Directions for this task -> Rescale the material from its start through the line containing "point(79, 24)", reproducing every line in that span and multiplying only the answer point coordinates by 2.1, rounded to whole numbers with halves rounded up. Leave the coordinates that follow "laid out like" unchanged.

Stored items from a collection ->
— begin —

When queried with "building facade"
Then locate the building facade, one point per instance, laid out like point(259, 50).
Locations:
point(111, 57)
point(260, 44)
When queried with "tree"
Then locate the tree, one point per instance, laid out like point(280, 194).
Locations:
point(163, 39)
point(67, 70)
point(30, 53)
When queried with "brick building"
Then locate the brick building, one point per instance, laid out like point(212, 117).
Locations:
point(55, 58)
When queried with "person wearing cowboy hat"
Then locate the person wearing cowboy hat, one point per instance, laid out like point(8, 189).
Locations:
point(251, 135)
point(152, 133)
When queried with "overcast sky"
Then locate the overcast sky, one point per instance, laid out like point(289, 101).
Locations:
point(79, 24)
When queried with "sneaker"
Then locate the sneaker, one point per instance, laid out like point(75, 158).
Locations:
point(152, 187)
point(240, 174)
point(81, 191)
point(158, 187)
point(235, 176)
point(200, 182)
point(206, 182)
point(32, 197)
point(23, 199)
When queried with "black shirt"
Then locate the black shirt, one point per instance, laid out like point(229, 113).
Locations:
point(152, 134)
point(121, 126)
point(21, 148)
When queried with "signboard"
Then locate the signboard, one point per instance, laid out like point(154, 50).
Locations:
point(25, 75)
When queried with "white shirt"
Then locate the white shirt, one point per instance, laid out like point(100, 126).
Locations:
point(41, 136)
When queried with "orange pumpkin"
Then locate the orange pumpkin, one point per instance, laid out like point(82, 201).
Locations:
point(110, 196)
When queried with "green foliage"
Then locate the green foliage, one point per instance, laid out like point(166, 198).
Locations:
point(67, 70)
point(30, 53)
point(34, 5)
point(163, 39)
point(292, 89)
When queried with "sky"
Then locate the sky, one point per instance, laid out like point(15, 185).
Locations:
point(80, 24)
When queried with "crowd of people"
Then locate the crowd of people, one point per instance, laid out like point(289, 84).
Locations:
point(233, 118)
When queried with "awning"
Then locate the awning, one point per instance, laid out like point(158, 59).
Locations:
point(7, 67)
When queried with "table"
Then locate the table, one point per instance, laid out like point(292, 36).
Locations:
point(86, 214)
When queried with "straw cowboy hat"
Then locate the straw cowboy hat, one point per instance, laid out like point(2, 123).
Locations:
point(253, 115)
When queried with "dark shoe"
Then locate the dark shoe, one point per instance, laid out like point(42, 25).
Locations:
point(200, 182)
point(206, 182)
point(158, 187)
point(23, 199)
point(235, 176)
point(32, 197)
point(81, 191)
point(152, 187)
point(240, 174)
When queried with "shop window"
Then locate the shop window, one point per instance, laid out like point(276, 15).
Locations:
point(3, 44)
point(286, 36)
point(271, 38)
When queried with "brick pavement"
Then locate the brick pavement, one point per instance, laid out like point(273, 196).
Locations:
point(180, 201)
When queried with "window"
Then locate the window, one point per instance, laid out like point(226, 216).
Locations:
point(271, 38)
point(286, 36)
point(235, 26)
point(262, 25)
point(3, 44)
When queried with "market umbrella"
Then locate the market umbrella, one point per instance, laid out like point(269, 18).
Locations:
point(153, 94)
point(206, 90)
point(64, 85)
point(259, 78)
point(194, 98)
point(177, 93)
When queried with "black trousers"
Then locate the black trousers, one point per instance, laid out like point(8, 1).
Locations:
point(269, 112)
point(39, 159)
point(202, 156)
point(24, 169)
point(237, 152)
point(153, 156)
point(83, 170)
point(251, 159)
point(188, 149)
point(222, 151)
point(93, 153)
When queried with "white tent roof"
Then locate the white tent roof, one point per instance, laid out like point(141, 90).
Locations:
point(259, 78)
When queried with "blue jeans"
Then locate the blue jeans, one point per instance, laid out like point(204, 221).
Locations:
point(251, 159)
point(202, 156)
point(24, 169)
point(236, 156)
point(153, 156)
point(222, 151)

— end —

Response to the exercise ->
When queried with "building facade"
Then locate the building facade, one point per instance, laid out like point(259, 50).
Locations:
point(233, 120)
point(546, 92)
When queried with "tree"
Then locate the tree, one point per instance, laid out like point(280, 194).
Locations:
point(342, 82)
point(141, 147)
point(63, 111)
When queried with "brick building"
Then locate the brick building, one point per instance, laid out like point(212, 117).
Locations:
point(116, 122)
When queried with "person wearing cowboy hat"
Then locate the person wearing cowboy hat, one point per instance, laid out like point(8, 189).
Locations:
point(527, 284)
point(319, 279)
When queried with "overcast sky"
Then locate the overcast sky, one point per instance, laid out like point(289, 101).
Locations:
point(166, 50)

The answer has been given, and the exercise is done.